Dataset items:
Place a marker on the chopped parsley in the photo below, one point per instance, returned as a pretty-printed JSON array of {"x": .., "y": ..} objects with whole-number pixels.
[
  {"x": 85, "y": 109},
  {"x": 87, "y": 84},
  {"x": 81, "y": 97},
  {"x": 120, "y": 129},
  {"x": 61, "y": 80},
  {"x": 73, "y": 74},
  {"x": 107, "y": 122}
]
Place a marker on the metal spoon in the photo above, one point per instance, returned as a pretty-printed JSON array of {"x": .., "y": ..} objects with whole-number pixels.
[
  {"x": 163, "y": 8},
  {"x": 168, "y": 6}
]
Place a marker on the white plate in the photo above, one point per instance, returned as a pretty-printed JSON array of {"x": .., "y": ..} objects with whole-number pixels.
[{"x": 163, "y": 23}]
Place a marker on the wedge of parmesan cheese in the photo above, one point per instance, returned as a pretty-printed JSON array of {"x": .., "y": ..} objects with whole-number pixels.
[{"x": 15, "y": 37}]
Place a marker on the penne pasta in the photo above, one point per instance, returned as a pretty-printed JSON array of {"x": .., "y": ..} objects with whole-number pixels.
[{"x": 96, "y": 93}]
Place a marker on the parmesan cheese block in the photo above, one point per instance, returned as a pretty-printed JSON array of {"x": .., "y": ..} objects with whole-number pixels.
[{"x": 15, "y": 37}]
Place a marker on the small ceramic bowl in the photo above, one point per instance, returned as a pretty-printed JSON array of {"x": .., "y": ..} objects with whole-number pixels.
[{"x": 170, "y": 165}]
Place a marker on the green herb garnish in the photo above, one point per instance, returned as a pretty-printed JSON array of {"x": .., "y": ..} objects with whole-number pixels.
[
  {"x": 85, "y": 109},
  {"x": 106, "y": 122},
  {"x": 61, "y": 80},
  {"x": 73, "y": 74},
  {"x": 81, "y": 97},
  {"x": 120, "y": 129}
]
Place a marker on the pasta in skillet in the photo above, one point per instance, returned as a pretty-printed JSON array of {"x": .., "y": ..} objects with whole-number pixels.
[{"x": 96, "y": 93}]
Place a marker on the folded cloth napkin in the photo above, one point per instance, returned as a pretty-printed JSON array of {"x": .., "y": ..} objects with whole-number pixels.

REQUIRED TASK:
In the stretch from the line containing "Place a marker on the small" through the end of the entries, change "pretty-printed" to "neatly indented" and write those lines out again with everything else left as it is.

OUTPUT:
Place a marker on the small ceramic bowl in the photo above, one point per instance, returned as a neatly indented JSON array of {"x": .., "y": ..} objects with whole-number pixels.
[{"x": 170, "y": 165}]
Place a marker on the green herb garnish in the photo above, one point per instance, returned as a neatly indented JSON array of {"x": .., "y": ..} objects with whole-number pixels.
[
  {"x": 85, "y": 109},
  {"x": 106, "y": 122},
  {"x": 61, "y": 80},
  {"x": 73, "y": 74},
  {"x": 81, "y": 97},
  {"x": 120, "y": 129}
]
Place a marker on the pasta in skillet in the photo above, one point per instance, returned as a neatly indented JSON array of {"x": .., "y": ..} objects with whole-number pixels.
[{"x": 96, "y": 93}]
Place a marker on the folded cloth napkin in the photo above, one point per instance, returned as a neatly indented JSON array of {"x": .., "y": ..} objects with whole-number pixels.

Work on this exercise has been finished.